** START **

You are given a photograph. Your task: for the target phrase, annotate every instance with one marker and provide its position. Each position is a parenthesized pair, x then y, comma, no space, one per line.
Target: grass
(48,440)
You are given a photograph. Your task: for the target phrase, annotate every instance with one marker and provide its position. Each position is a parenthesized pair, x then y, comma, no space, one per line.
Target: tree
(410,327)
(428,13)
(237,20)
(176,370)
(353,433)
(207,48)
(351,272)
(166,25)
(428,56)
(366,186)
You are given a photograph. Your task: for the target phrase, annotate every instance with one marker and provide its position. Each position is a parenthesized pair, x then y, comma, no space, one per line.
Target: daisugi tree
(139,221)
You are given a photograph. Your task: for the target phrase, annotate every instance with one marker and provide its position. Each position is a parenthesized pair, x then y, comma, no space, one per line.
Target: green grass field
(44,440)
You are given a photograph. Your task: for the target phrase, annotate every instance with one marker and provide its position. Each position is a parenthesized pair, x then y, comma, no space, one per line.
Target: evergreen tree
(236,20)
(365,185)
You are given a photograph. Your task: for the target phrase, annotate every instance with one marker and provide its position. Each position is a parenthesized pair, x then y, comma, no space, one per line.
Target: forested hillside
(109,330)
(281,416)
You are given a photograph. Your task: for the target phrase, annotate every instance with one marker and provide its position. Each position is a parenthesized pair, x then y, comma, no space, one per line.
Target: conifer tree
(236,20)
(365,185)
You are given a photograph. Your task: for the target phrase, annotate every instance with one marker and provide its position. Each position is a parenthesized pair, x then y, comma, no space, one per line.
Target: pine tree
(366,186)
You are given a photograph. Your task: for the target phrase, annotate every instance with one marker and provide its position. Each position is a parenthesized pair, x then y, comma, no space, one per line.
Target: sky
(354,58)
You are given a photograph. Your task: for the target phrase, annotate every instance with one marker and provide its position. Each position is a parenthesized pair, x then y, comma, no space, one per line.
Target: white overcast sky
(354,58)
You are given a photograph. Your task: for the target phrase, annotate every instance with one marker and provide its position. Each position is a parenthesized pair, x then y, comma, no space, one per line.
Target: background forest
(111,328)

** END **

* _TASK_: Would you restate each of the entries word for word?

* _THE ANSWER_:
You are given a photograph. Your task: for the target phrase, annotate every instance with one marker and provide its position. Each position is a parenthesized pair, x then y, comma, no space, one per line.
Target: grass
(48,440)
You are given a photograph. Your task: for the target phrase, annotate every instance with one marker and provide its position. Each position is a parenthesized pair, x then y, comma, no space, one per line.
Target: tree
(410,327)
(428,13)
(237,20)
(176,370)
(353,433)
(207,48)
(351,272)
(166,25)
(428,56)
(366,186)
You are given a photograph. Your task: for the target phrase, annotate every instance with one marker and provide its position. Each position is a parenthesized pair, x then y, comma, no space, one per line.
Target: daisugi tree
(139,221)
You are given a photograph. Your task: for the target phrase, annotate every instance with one marker and provide its position. Each position is a parenthesized pair, x then y, comma, no space, one per line.
Target: green grass field
(44,440)
You are given a photograph. Your task: for the target phrase, annotate every instance with one marker and provide its position. Each position is a parenthesized pair, x then y, comma, no space, one per line.
Target: evergreen tree
(236,20)
(365,185)
You are given a photograph. Your task: for the target phrase, annotate every instance with one marker and provide its position. Each position is a parenthesized pair, x then y, comma, no space, one per line.
Target: forested hillside
(109,330)
(281,416)
You are given a photograph. Your task: for the target phrase, annotate every instance with one marker and provide its position. Each position is a parenthesized pair, x then y, comma, no space, one per line.
Target: conifer tree
(236,20)
(365,185)
You are given a photograph. Your task: for the target phrase, annotate every instance with one marker and provide its position. Each position is a parenthesized pair, x then y, comma, no space, one per line.
Target: pine tree
(366,186)
You are given a photograph. Your task: for the target phrase, annotate every instance with one marker and provide its position. Each position is a parenthesized pair, x then y, comma, no space, one per line.
Target: sky
(354,58)
You are given a photograph. Your task: for the target phrase, annotate every instance with one marker and provide its position. Each position is a parenthesized pair, x then y, comma, no space, one per line.
Target: white overcast sky
(354,58)
You are given a photograph. Your task: for the target phrase, annotate every instance with one marker and provide its position. Each position is a parenthesized pair, x then y, comma, no space, one per line.
Target: background forest
(111,328)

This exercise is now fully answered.